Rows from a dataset
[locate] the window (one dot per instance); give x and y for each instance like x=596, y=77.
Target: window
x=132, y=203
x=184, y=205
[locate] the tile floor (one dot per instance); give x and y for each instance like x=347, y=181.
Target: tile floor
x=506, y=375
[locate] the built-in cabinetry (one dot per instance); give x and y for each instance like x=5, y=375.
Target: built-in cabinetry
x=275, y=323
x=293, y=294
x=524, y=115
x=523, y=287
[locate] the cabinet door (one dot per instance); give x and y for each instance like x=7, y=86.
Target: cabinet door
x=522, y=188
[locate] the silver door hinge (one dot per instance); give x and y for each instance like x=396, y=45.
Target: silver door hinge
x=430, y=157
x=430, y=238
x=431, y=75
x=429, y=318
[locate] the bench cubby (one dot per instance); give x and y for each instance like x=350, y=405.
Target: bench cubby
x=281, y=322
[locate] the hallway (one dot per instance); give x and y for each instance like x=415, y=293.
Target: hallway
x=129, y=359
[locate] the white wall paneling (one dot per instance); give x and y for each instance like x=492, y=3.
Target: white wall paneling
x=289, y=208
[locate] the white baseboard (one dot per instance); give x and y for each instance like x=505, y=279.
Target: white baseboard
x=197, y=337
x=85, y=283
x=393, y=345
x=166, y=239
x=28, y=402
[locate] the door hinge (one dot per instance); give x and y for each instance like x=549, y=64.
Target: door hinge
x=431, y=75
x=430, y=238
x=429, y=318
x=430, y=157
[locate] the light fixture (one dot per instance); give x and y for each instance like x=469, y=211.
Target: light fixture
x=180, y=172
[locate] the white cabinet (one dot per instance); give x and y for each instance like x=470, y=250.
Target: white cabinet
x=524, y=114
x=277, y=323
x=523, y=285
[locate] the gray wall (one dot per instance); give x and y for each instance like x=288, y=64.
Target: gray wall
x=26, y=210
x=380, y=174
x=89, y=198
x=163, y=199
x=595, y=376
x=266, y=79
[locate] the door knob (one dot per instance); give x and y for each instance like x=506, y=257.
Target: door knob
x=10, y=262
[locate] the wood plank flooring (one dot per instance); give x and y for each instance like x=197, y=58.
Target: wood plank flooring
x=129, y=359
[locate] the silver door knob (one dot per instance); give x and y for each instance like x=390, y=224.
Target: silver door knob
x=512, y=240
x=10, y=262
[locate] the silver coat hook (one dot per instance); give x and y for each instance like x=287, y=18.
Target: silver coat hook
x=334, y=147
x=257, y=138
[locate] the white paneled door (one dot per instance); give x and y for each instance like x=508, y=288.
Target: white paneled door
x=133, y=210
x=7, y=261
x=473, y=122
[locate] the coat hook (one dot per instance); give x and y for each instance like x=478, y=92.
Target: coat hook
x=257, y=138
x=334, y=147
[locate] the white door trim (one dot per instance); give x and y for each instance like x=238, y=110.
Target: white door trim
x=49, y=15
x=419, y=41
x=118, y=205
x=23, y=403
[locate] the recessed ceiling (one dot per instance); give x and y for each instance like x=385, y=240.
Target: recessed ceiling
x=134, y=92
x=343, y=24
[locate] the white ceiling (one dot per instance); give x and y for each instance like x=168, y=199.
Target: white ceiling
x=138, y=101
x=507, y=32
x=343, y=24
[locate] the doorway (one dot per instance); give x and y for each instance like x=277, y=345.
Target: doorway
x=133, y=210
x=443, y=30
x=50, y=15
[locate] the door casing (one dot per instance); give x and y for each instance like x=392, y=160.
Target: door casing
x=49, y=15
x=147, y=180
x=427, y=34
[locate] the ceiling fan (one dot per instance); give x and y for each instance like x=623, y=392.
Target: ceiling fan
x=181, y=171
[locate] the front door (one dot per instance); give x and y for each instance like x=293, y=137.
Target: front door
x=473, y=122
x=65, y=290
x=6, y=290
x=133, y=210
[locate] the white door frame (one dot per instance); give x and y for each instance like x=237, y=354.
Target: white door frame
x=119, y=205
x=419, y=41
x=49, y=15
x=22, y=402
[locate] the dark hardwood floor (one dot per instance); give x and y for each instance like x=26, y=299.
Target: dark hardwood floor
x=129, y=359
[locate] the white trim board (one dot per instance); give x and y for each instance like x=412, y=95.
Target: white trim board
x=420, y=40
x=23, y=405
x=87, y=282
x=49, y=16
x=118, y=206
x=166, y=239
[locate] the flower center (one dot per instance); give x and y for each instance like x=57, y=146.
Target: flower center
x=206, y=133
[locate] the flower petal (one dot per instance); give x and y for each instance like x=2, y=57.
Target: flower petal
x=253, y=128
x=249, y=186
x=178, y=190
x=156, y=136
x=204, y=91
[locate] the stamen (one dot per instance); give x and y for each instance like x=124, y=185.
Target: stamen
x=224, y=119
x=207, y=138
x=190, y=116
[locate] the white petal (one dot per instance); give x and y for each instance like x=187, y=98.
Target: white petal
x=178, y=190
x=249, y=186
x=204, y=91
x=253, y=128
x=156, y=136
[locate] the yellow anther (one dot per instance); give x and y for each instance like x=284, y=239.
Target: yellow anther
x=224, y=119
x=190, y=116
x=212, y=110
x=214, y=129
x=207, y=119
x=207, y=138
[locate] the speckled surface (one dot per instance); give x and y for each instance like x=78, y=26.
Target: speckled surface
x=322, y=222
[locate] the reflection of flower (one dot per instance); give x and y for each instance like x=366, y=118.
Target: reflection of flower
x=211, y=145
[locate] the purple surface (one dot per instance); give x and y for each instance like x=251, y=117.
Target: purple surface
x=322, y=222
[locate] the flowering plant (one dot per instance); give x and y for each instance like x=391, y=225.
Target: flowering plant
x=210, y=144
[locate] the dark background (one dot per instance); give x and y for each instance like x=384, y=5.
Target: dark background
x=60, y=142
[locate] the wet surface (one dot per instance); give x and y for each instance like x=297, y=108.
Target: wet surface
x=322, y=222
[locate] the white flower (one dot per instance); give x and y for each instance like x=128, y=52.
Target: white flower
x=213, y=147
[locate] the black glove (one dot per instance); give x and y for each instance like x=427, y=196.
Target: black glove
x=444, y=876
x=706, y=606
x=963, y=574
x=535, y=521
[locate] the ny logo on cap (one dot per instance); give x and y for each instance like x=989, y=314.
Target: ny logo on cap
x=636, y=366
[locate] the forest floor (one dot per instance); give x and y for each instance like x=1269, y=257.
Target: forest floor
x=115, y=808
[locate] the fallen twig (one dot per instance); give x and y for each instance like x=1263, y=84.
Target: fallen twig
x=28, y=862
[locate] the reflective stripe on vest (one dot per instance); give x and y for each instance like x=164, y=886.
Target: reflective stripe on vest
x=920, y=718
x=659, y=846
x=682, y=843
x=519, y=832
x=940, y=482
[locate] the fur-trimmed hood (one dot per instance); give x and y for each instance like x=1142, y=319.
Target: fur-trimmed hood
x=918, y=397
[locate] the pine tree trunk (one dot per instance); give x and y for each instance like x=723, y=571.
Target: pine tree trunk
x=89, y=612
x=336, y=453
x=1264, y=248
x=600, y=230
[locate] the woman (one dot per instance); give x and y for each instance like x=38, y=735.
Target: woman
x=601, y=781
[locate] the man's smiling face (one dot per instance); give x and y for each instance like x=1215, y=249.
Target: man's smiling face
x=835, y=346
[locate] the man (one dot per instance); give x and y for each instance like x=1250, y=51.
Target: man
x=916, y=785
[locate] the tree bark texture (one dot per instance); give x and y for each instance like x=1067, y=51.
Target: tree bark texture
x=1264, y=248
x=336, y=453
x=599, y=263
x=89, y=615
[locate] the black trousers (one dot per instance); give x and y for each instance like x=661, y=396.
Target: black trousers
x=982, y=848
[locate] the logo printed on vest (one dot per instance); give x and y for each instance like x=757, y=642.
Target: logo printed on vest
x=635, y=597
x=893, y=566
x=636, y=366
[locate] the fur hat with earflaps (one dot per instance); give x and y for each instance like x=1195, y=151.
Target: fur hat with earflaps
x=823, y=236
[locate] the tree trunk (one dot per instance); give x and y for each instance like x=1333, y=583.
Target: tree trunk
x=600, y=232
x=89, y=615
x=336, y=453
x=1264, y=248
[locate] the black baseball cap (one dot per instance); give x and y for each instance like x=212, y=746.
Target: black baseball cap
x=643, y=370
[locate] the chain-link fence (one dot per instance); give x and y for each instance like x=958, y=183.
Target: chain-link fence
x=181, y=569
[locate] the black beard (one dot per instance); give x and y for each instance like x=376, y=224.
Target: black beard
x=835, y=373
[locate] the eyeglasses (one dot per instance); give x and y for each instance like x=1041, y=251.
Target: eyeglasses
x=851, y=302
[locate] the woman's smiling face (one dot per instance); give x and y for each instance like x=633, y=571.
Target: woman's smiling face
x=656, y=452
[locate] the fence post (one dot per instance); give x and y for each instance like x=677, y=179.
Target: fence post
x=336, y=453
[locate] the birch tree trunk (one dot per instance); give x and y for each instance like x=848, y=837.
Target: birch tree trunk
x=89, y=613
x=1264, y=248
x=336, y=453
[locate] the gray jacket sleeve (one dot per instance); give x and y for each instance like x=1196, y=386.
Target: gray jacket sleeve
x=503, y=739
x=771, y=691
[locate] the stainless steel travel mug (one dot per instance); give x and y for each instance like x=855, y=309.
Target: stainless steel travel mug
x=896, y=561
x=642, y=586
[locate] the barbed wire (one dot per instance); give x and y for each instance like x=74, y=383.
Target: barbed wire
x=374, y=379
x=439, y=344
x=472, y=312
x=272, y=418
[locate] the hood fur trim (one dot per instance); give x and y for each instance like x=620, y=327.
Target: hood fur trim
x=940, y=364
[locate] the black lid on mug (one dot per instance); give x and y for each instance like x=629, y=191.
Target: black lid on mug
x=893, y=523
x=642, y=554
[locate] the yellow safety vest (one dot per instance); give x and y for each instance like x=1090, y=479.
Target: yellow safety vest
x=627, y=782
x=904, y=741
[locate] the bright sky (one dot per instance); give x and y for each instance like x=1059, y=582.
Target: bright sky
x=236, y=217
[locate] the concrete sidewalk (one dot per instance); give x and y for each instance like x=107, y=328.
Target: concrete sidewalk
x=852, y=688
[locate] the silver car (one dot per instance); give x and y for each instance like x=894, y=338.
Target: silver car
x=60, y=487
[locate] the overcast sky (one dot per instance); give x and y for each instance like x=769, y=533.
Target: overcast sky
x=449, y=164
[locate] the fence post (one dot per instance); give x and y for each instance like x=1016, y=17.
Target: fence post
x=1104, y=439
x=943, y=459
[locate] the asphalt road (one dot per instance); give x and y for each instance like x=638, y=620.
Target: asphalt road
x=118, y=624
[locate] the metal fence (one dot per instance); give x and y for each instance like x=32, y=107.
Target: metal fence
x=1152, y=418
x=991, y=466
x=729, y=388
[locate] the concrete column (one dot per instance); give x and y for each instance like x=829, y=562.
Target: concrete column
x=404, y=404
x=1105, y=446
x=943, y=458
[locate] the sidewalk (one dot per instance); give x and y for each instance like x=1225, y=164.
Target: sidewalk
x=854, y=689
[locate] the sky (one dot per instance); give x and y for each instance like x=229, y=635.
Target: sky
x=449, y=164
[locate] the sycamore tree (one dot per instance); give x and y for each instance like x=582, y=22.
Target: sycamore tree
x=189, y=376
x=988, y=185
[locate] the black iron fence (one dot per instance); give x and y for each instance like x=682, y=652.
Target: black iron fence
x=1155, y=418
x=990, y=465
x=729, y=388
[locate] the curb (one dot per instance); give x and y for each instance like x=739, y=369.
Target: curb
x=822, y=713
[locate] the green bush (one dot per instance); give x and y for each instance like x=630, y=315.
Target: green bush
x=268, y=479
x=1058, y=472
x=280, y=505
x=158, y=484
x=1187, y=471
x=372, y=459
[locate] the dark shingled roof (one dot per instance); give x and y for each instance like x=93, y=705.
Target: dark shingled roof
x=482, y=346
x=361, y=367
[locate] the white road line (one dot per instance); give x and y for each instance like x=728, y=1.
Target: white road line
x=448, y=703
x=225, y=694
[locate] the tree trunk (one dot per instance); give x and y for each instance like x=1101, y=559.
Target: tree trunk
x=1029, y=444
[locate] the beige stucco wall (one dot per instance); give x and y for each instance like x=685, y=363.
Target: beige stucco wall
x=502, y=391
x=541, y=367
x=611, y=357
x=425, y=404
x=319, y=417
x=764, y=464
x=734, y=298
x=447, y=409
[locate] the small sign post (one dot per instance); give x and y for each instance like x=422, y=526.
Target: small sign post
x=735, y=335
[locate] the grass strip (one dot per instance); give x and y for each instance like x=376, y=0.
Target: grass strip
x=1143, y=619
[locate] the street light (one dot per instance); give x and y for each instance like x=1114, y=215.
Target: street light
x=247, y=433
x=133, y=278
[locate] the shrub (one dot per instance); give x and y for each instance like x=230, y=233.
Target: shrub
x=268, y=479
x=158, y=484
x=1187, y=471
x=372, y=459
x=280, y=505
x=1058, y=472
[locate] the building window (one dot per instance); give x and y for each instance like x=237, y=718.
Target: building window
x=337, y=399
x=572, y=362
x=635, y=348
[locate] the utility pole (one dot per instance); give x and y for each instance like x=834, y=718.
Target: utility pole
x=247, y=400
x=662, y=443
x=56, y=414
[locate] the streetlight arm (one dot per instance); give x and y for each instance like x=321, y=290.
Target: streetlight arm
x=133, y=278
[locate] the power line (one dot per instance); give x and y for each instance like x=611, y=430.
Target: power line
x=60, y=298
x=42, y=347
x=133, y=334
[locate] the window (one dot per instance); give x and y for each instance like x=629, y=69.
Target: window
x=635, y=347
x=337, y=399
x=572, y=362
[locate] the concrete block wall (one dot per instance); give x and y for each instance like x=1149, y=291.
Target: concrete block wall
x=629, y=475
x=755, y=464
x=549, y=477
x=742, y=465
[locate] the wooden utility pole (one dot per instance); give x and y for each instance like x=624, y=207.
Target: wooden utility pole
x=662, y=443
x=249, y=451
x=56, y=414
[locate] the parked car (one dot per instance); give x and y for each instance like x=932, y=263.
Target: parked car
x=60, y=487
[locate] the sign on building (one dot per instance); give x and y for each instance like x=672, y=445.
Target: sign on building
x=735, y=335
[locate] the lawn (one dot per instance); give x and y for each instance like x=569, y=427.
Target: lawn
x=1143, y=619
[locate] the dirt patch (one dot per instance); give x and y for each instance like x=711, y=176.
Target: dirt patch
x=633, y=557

## Task:
Turn the lines starting at the one containing "[locate] the light" and ending at the one containing "x=523, y=285" into a numbered list, leaving out any blank lines.

## Answer to the exercise:
1. [locate] the light fixture (one dot per instance); give x and y for each instance like x=469, y=211.
2. Target: light fixture
3. x=180, y=172
4. [locate] the white cabinet (one dot per instance); give x and y for each instance like x=470, y=250.
5. Target: white cabinet
6. x=524, y=114
7. x=277, y=323
8. x=523, y=285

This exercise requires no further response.